Extracted records:
↓↓↓

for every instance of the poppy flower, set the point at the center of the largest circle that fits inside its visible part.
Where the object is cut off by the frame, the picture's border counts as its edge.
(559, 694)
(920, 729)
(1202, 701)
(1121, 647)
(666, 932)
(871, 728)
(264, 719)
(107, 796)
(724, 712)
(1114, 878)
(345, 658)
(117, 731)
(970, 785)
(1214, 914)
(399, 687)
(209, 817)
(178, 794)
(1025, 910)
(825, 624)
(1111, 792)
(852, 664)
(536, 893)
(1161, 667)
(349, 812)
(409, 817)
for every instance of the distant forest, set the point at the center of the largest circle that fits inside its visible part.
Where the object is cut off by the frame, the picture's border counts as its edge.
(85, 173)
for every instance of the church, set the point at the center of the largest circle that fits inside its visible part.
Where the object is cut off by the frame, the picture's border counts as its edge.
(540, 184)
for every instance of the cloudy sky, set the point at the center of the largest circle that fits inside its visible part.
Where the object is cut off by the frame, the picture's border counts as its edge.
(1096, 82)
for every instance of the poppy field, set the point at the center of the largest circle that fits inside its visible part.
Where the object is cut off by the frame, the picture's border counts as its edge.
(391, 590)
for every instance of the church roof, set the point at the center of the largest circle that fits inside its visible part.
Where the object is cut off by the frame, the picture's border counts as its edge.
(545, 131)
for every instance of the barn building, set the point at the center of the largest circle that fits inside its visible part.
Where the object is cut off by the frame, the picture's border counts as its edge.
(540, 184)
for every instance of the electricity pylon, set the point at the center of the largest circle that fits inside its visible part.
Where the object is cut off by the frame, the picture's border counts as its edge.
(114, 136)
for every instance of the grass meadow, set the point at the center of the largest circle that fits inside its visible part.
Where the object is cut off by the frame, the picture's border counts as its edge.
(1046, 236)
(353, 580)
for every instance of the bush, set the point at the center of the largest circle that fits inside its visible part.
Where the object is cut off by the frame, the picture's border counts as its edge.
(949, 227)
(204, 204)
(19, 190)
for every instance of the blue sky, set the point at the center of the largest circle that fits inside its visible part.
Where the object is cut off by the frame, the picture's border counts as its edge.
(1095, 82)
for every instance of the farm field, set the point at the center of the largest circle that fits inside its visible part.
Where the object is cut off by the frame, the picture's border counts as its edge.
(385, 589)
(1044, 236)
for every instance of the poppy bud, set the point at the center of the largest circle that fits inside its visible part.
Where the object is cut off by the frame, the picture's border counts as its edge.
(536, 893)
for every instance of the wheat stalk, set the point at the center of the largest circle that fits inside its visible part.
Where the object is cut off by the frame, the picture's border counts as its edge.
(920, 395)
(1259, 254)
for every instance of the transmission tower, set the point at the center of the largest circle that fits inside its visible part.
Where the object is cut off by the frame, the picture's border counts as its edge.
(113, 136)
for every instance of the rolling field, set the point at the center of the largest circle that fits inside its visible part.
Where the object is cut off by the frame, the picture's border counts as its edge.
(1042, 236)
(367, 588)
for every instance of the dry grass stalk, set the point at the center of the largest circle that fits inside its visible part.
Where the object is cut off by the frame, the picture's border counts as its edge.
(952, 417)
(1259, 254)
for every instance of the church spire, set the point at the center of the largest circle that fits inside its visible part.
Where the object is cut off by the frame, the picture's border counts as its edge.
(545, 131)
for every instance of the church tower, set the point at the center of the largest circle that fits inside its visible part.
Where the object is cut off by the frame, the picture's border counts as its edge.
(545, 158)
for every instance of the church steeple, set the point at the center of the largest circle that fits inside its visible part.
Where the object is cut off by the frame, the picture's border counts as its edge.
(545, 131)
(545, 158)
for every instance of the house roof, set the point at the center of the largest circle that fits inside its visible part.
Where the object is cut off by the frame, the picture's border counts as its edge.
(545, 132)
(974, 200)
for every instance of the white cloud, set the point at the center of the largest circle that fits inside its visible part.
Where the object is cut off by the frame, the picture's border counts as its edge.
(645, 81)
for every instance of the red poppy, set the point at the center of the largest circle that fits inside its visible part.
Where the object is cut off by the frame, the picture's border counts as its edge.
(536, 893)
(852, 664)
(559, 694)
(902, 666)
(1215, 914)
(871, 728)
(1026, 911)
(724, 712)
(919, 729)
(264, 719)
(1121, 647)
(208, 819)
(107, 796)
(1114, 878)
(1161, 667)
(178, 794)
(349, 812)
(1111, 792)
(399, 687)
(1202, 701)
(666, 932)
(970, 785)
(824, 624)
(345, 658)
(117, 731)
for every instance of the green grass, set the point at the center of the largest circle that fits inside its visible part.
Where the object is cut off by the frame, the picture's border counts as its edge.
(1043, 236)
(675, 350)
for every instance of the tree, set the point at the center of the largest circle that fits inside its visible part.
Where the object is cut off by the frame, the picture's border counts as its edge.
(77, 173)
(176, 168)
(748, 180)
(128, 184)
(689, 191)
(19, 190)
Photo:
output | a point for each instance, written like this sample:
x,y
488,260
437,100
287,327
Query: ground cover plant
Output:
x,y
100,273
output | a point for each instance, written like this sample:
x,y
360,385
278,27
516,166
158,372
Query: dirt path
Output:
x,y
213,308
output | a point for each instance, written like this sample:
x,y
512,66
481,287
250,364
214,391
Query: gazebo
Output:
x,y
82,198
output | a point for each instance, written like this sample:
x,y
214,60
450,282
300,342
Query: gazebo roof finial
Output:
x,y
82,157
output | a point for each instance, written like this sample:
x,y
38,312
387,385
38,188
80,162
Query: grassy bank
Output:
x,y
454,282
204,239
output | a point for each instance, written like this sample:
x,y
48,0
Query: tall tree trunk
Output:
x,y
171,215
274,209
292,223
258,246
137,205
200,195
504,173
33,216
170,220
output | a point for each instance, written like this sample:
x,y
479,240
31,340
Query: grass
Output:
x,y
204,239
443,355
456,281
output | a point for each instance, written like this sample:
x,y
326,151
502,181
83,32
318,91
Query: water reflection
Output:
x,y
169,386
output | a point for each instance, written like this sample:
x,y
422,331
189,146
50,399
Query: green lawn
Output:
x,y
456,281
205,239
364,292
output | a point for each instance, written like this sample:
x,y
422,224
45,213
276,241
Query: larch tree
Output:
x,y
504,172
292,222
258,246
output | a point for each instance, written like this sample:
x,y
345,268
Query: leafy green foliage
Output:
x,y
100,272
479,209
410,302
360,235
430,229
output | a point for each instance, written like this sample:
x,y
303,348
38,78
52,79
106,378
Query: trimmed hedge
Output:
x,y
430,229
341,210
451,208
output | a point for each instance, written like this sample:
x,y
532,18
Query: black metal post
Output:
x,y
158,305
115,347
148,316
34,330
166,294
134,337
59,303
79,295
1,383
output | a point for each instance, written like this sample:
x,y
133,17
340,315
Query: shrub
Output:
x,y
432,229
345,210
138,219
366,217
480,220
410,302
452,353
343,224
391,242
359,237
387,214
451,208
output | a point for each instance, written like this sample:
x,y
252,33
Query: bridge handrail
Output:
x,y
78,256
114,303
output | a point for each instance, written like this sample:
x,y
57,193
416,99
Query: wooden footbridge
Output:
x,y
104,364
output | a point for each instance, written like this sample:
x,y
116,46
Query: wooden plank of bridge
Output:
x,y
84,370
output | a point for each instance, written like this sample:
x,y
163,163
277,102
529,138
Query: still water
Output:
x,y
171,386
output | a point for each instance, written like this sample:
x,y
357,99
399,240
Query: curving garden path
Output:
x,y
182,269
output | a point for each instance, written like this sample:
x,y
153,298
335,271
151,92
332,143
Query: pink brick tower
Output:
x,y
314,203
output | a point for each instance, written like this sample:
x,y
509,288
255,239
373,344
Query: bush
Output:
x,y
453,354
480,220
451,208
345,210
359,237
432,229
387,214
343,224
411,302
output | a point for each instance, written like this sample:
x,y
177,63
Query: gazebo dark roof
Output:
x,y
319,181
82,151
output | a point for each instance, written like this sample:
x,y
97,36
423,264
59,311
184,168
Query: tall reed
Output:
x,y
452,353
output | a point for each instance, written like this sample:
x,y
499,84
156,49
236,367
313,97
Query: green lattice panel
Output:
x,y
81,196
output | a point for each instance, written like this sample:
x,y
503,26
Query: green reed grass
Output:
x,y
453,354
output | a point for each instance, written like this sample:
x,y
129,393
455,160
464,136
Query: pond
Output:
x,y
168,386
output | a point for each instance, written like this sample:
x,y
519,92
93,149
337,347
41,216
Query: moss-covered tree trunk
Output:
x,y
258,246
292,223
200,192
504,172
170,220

↑↑↑

# [SET TASK]
Tally the lines in the items above that contain the string "roof", counting case as significant. Reply with the number alone.

# [COMPLETED EXERCISE]
4